REQUEST →
Can you print all of the records below line for line, with nothing changed?

RECORDS SHOWN →
•••••

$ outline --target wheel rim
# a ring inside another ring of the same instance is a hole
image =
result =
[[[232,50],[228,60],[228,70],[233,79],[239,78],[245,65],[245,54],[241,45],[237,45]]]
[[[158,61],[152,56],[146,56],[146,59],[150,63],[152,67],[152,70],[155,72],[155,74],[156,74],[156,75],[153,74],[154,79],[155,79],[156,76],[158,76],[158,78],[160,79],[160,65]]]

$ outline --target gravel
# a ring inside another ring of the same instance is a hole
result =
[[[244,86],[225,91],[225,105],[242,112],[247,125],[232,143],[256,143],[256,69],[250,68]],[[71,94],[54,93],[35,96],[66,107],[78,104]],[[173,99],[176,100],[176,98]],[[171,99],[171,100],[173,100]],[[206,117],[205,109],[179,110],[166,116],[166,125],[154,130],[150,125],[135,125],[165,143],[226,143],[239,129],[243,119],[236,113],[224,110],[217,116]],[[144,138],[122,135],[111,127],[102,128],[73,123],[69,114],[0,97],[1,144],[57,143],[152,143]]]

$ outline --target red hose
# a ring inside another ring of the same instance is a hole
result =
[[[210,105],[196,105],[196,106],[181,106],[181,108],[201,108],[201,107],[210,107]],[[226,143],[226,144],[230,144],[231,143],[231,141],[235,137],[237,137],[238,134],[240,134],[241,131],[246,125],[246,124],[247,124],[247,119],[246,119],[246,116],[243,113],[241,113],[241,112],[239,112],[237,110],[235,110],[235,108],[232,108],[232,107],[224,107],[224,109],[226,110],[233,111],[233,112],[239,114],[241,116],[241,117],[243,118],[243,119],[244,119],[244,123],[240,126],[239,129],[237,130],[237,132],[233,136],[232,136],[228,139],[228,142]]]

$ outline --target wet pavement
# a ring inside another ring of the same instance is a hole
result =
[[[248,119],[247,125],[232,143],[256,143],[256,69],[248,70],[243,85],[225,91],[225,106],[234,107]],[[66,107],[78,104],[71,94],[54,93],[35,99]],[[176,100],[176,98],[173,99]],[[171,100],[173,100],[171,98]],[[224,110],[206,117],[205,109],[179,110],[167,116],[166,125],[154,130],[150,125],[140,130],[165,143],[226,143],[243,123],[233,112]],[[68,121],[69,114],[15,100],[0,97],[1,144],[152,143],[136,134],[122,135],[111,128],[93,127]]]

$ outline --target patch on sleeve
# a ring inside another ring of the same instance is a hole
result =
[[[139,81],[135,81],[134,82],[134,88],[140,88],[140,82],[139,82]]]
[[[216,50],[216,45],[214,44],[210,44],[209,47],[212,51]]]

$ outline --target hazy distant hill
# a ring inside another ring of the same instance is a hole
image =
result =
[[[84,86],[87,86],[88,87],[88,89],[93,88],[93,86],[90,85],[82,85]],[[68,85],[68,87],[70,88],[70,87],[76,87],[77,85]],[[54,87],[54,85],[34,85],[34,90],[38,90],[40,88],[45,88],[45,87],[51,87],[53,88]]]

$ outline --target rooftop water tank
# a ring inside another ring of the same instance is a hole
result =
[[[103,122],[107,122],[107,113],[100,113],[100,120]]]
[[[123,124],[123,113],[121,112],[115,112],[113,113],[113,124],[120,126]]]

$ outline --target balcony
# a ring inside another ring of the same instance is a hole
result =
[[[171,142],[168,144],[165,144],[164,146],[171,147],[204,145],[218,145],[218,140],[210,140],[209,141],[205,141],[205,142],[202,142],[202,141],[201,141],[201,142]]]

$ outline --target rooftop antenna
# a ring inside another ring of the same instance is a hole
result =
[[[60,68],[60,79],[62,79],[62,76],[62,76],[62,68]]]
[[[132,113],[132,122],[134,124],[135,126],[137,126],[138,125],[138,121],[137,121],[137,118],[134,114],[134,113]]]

•••••

REPLY →
$ outline --target wheel rim
# a ring inside another ring of the same instance is a hole
image =
result =
[[[232,50],[228,60],[228,70],[233,79],[239,78],[245,65],[245,54],[241,45],[237,45]]]
[[[158,61],[152,56],[146,56],[146,59],[150,63],[152,67],[152,70],[155,72],[155,74],[156,74],[156,75],[153,74],[154,79],[155,79],[156,76],[158,76],[158,78],[160,79],[160,65]]]

$ outline --target gravel
# a ring inside another ring of the same instance is a hole
result =
[[[244,86],[225,91],[225,105],[242,112],[247,125],[232,143],[256,143],[256,69],[250,68]],[[71,94],[54,93],[35,96],[66,107],[78,104]],[[173,99],[176,100],[176,98]],[[171,99],[171,100],[173,100]],[[206,117],[205,109],[179,110],[166,116],[166,125],[154,130],[150,125],[135,125],[165,143],[226,143],[239,129],[243,119],[236,113],[224,110],[217,116]],[[144,138],[122,135],[111,127],[102,128],[73,123],[69,114],[0,97],[1,144],[57,143],[152,143]]]

$ outline --target red hose
# a ring inside another ring of the same instance is a hole
result =
[[[210,105],[196,105],[196,106],[181,106],[181,108],[201,108],[201,107],[210,107]],[[226,143],[226,144],[230,144],[231,143],[231,141],[235,137],[237,137],[238,134],[240,134],[241,131],[246,125],[246,124],[247,124],[247,119],[246,119],[246,116],[243,113],[241,113],[241,112],[239,112],[237,110],[235,110],[235,108],[232,108],[232,107],[224,107],[224,109],[226,110],[233,111],[233,112],[239,114],[241,116],[241,117],[243,118],[243,119],[244,119],[244,123],[240,126],[239,129],[237,130],[237,132],[233,136],[232,136],[228,139],[228,142]]]

$ outline --target wet pavement
# a ring inside another ring of the same instance is a hole
result =
[[[248,119],[247,125],[232,143],[256,143],[256,69],[248,70],[243,85],[225,91],[225,106],[234,107]],[[66,107],[78,104],[71,94],[54,93],[35,99]],[[176,100],[176,98],[173,99]],[[171,100],[173,100],[171,98]],[[224,110],[206,117],[205,109],[179,110],[167,116],[166,125],[154,130],[150,125],[140,130],[165,143],[226,143],[243,123],[233,112]],[[68,121],[69,114],[15,100],[0,97],[1,144],[152,143],[136,134],[122,135],[111,128],[93,127]]]

$ outline --target patch on sleeve
# a ring inside another ring of the same instance is a hole
result =
[[[139,81],[135,81],[134,82],[134,88],[140,88],[140,82],[139,82]]]
[[[216,50],[216,45],[214,44],[210,44],[209,47],[212,51]]]

$ outline --target hazy distant hill
# a ring inside another ring of the same instance is a hole
image =
result =
[[[84,86],[87,86],[88,87],[88,89],[93,88],[93,86],[90,85],[82,85]],[[68,85],[68,87],[70,88],[70,87],[76,87],[77,85]],[[54,87],[54,85],[34,85],[34,90],[38,90],[40,88],[45,88],[45,87],[51,87],[53,88]]]

$ outline --target rooftop water tank
# a ring inside another ring of the same instance is a hole
result =
[[[103,122],[107,122],[107,113],[100,113],[100,120]]]
[[[123,124],[123,113],[121,112],[115,112],[113,113],[113,124],[120,126]]]

$ outline --target balcony
# a ring inside another ring of the same instance is a hole
result =
[[[171,142],[168,144],[165,144],[164,146],[171,147],[204,145],[218,145],[218,140],[210,140],[209,141],[205,141],[205,142],[202,142],[202,141],[201,141],[201,142]]]

$ outline --target rooftop antenna
# a ring inside another ring of the same instance is a hole
result =
[[[60,68],[60,79],[62,79],[62,76],[62,76],[62,68]]]
[[[132,113],[132,122],[134,124],[135,126],[137,126],[138,125],[138,121],[137,121],[137,118],[134,114],[134,113]]]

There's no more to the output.